::: Provided passage :::

IHS is fortunate to have multiple speakers, such as Planned Parenthood representatives, come into IHS health classrooms and present about a wide range of topics. One topic in particular has been a source of strong debate around the country: sex education. Due to strongly varying opinions, finding a curriculum that educates but does not offend has been a struggle that differs from state to state, and even district to district. With abstinence-based sex education dominating thousands of classrooms around the country, messages on safety, consent and contraception are being pushed back and ignored. When Planned Parenthood sent someone to talk to IHS about contraception, we were one of a few groups getting a “comprehensive” health education as described by the president of Advocates for Youth: information on both abstinence and contraception.
According to a report by the Guttmacher Institute, a not-for-profit organization that promotes reproductive health through birth control, abstinence is taught about 30 percent more than contraception. A report by the same group, completed March 1, 2016, has yielded similar, alarming results. New York State is one of a few states that don’t require sex education, and one of 13 that don’t require medical accuracy. In addition to that, some of the states that do have sex education have strict and limiting guidelines on what can and cannot be taught or discussed. Nineteen states mandate instruction on the importance of sexual activity only within marriage, and only 13 states require the discussion of sexual orientation. While this lack of important laws is definitely unacceptable, that doesn’t mean, for example, that many New York State schools don’t teach sex ed, or don’t teach it accurately. However, it does mean there is no legal incentive to educate properly, and without bias or religious overtones. The sex education guidelines in the United States are so inconsistent and opinionated that the disparity in well-rounded sex education high-school students receive is appalling.

:::

> **Complete the following**:
1. In the sex education article, which messages are said to be pushed back and ignored in classrooms where abstinence-based sex education dominates? Please list them all.
2. According to the sex education article, how many states require the discussion of sexual orientation?
3. Copy the sex education article word for word from "IHS is fortunate" to "abstinence and contraception.".
The material after this point comes from a different source than the article.

::: Entries provided :::

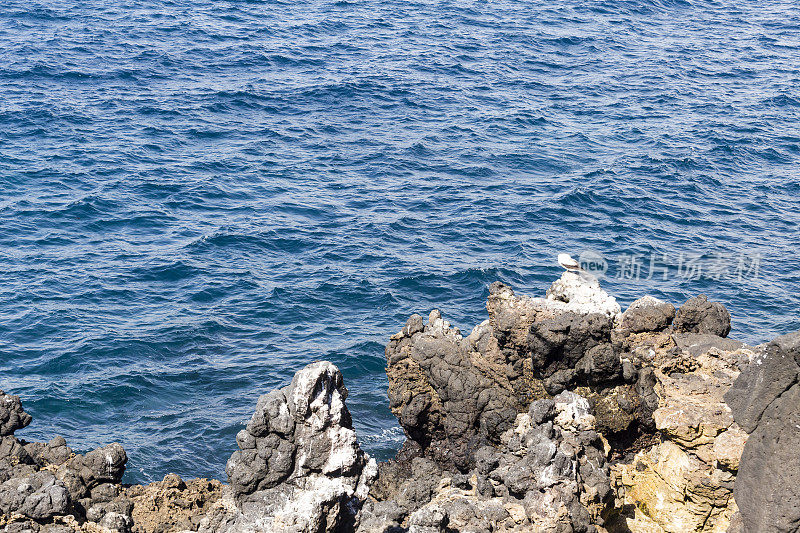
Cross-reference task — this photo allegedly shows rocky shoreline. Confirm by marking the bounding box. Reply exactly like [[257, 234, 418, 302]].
[[0, 272, 800, 533]]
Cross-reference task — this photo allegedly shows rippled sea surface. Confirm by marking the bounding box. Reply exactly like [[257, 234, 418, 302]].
[[0, 0, 800, 482]]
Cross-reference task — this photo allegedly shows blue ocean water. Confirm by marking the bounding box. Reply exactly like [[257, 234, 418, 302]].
[[0, 0, 800, 482]]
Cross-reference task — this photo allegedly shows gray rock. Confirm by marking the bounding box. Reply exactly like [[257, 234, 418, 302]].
[[733, 384, 800, 533], [0, 390, 32, 437], [620, 296, 675, 333], [0, 471, 70, 520], [725, 341, 800, 433], [25, 437, 73, 466], [672, 294, 731, 337], [212, 361, 377, 533]]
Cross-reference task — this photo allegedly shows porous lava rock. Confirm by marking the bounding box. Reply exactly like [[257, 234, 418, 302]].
[[357, 392, 613, 533], [386, 272, 657, 471], [672, 294, 731, 337], [725, 331, 800, 533], [199, 361, 377, 533]]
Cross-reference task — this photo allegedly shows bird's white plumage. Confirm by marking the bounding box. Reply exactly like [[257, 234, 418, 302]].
[[558, 254, 581, 270]]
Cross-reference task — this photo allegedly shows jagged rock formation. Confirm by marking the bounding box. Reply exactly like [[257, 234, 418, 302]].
[[124, 474, 224, 533], [357, 392, 613, 533], [725, 332, 800, 533], [386, 272, 658, 471], [672, 294, 731, 337], [0, 272, 788, 533], [0, 393, 132, 532], [609, 334, 757, 533], [199, 362, 377, 533]]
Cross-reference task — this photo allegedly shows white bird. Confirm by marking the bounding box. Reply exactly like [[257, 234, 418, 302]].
[[558, 254, 582, 272]]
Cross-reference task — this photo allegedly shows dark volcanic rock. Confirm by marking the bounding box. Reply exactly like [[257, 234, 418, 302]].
[[0, 390, 31, 437], [0, 471, 70, 520], [386, 311, 517, 470], [386, 276, 657, 471], [725, 332, 800, 532], [620, 296, 675, 333], [672, 294, 731, 337], [357, 392, 613, 533], [211, 361, 377, 533]]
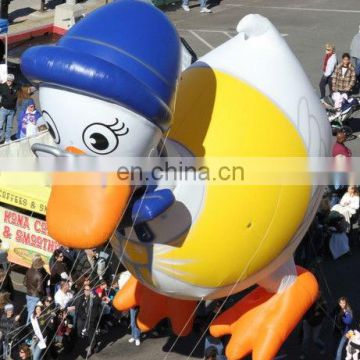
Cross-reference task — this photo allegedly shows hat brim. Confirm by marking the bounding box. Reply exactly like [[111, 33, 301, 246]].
[[21, 45, 171, 128]]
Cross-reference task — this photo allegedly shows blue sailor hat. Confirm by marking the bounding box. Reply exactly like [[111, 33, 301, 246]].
[[21, 0, 181, 130]]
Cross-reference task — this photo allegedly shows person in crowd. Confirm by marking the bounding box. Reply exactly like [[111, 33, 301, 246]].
[[331, 53, 356, 95], [181, 0, 212, 14], [55, 310, 73, 348], [54, 280, 74, 309], [31, 302, 54, 360], [0, 304, 20, 359], [332, 130, 352, 157], [331, 185, 360, 231], [129, 308, 141, 346], [50, 249, 69, 293], [0, 74, 17, 144], [204, 346, 218, 360], [24, 255, 48, 323], [319, 44, 337, 101], [350, 26, 360, 76], [332, 296, 353, 360], [15, 344, 31, 360], [16, 85, 34, 139], [74, 285, 101, 356], [300, 294, 327, 359], [19, 99, 46, 139]]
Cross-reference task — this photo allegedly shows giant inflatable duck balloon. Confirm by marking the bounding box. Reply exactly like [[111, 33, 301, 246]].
[[21, 0, 330, 360]]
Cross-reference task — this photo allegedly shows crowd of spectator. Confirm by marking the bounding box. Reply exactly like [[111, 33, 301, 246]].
[[0, 248, 140, 360]]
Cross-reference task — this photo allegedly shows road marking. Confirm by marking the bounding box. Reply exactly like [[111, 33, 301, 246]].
[[225, 4, 360, 14], [188, 30, 215, 50]]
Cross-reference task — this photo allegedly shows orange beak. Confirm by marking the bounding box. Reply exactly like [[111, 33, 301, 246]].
[[46, 147, 132, 249]]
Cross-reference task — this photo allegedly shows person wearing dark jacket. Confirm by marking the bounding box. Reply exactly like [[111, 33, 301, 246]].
[[300, 295, 327, 359], [0, 269, 14, 301], [24, 255, 48, 324], [74, 285, 101, 356], [0, 74, 17, 144], [0, 304, 20, 359]]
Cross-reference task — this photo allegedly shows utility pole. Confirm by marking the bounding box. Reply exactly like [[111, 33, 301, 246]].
[[0, 0, 12, 19]]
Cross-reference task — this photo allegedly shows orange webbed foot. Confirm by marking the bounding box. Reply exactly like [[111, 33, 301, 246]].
[[210, 267, 318, 360], [113, 276, 197, 336]]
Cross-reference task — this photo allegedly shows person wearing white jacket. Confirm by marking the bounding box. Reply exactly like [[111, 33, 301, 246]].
[[319, 44, 337, 100]]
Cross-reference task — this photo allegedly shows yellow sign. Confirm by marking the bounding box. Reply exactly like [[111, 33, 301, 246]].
[[0, 207, 60, 267]]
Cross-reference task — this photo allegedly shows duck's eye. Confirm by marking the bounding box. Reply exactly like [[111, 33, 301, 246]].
[[42, 110, 60, 144], [83, 123, 119, 155]]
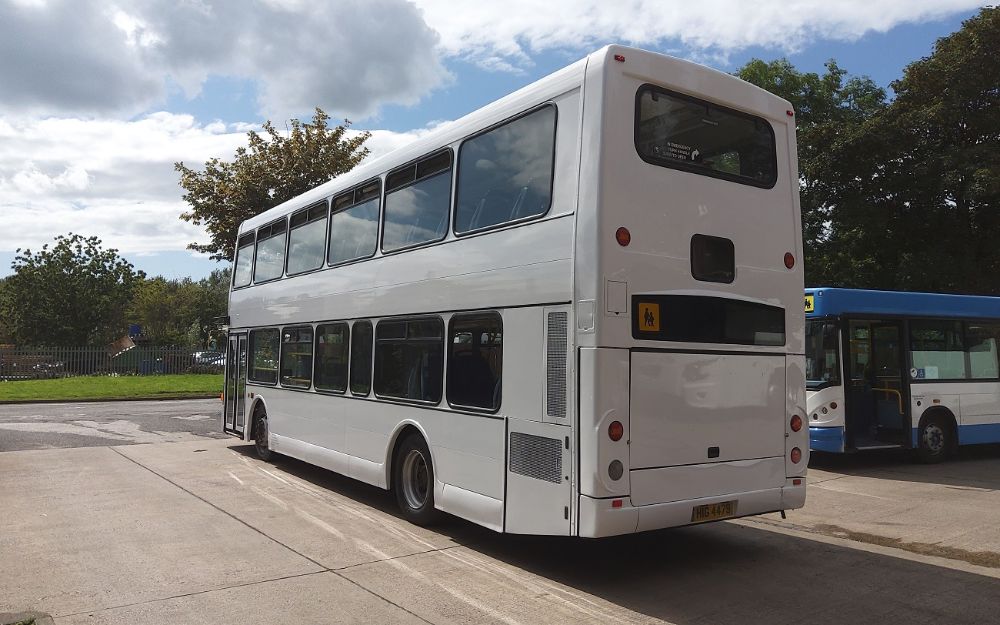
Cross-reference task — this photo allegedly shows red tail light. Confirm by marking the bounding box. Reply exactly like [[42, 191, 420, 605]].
[[788, 415, 802, 432]]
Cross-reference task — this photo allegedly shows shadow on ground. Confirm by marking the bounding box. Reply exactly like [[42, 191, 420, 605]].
[[809, 445, 1000, 490], [233, 446, 1000, 625]]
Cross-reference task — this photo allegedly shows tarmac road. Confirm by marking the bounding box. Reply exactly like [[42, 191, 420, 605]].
[[0, 402, 1000, 625], [0, 399, 227, 452]]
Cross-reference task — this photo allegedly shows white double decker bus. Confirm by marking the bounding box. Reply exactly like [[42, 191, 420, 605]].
[[223, 46, 809, 537]]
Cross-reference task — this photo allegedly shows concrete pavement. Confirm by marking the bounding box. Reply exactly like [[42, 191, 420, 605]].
[[0, 439, 1000, 625]]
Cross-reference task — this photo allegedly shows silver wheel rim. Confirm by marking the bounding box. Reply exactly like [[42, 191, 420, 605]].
[[923, 423, 944, 453], [255, 417, 267, 453], [402, 449, 430, 510]]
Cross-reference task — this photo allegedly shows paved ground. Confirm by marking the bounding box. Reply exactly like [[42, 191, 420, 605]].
[[0, 402, 1000, 625], [0, 399, 226, 451]]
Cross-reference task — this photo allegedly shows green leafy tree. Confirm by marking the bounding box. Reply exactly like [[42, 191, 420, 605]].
[[129, 269, 229, 349], [174, 108, 370, 260], [812, 8, 1000, 294], [3, 233, 143, 345], [736, 59, 887, 285]]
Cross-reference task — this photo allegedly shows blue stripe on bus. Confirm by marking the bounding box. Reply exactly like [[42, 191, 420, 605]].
[[809, 427, 844, 454], [913, 423, 1000, 449], [958, 423, 1000, 445]]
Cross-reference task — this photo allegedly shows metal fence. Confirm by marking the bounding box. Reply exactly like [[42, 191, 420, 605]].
[[0, 346, 226, 380]]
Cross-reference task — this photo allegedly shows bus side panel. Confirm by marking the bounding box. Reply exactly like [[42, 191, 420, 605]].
[[504, 419, 573, 536]]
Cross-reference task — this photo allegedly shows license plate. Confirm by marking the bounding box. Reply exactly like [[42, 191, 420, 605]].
[[691, 499, 736, 523]]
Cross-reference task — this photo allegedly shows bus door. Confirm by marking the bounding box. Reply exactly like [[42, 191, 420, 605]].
[[846, 320, 910, 449], [222, 334, 247, 438]]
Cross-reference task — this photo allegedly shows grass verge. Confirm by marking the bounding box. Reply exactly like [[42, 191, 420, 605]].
[[0, 373, 222, 402]]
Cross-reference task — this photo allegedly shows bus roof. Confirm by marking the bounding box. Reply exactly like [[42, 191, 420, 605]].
[[239, 45, 791, 235], [806, 287, 1000, 319]]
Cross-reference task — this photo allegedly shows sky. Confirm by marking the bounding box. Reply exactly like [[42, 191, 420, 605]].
[[0, 0, 983, 279]]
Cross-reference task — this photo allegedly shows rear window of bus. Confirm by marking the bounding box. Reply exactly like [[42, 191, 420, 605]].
[[635, 85, 778, 189]]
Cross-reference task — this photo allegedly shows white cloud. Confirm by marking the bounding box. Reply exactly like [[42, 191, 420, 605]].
[[0, 112, 428, 255], [414, 0, 982, 69], [0, 0, 449, 119]]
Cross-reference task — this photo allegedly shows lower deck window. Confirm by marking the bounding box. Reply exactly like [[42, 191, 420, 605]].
[[315, 323, 350, 393], [375, 317, 444, 404], [351, 321, 372, 395], [247, 329, 278, 384], [448, 313, 503, 411], [281, 326, 313, 388]]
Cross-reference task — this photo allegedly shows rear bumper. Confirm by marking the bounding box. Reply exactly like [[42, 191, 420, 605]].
[[578, 477, 806, 538], [809, 426, 844, 454]]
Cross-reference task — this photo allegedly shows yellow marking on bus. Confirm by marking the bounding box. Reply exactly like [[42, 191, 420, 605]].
[[639, 302, 660, 332]]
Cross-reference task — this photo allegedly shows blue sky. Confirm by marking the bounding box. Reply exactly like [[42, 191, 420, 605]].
[[0, 0, 978, 279]]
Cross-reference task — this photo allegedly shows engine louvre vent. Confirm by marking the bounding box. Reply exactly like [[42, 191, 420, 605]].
[[545, 312, 567, 419], [510, 432, 562, 484]]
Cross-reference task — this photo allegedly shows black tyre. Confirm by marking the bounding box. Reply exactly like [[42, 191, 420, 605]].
[[392, 434, 441, 525], [253, 409, 274, 462], [917, 415, 955, 464]]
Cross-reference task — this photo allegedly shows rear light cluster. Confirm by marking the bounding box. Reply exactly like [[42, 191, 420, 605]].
[[608, 421, 625, 482], [813, 401, 837, 421], [788, 415, 802, 432]]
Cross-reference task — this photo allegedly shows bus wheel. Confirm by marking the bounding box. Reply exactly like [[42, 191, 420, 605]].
[[253, 408, 274, 462], [917, 415, 955, 464], [392, 434, 440, 525]]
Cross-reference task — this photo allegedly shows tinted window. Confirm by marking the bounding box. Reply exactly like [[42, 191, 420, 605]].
[[382, 152, 451, 252], [288, 202, 326, 274], [910, 320, 968, 380], [455, 106, 556, 232], [635, 85, 778, 188], [233, 234, 254, 286], [327, 197, 379, 265], [315, 323, 350, 393], [247, 330, 278, 384], [281, 326, 313, 388], [691, 234, 736, 284], [448, 314, 503, 410], [375, 318, 444, 404], [806, 320, 840, 390], [351, 321, 372, 395], [253, 221, 285, 282], [965, 322, 1000, 380], [632, 295, 785, 345]]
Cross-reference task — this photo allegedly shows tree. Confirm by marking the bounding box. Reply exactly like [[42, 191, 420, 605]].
[[2, 233, 144, 345], [174, 108, 370, 260], [129, 269, 229, 349], [736, 59, 886, 285], [812, 8, 1000, 295]]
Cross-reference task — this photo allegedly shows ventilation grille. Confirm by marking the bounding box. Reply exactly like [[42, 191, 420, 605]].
[[510, 432, 562, 484], [545, 312, 566, 419]]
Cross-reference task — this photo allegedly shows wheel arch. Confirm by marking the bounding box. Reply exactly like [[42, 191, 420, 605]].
[[913, 406, 958, 451], [384, 419, 440, 490], [246, 395, 267, 441]]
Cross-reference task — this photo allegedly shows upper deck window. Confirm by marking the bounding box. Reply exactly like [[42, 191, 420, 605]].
[[233, 232, 254, 288], [327, 180, 382, 265], [455, 105, 556, 234], [288, 200, 327, 275], [253, 219, 287, 282], [635, 85, 778, 189], [382, 150, 451, 252]]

:::

> **Answers to this exercise**:
1. Safety, consent, contraception

2. Only 13 states.

3.
IHS is fortunate to have multiple speakers, such as Planned Parenthood representatives, come into IHS health classrooms and present about a wide range of topics. One topic in particular has been a source of strong debate around the country: sex education. Due to strongly varying opinions, finding a curriculum that educates but does not offend has been a struggle that differs from state to state, and even district to district. With abstinence-based sex education dominating thousands of classrooms around the country, messages on safety, consent and contraception are being pushed back and ignored. When Planned Parenthood sent someone to talk to IHS about contraception, we were one of a few groups getting a “comprehensive” health education as described by the president of Advocates for Youth: information on both abstinence and contraception.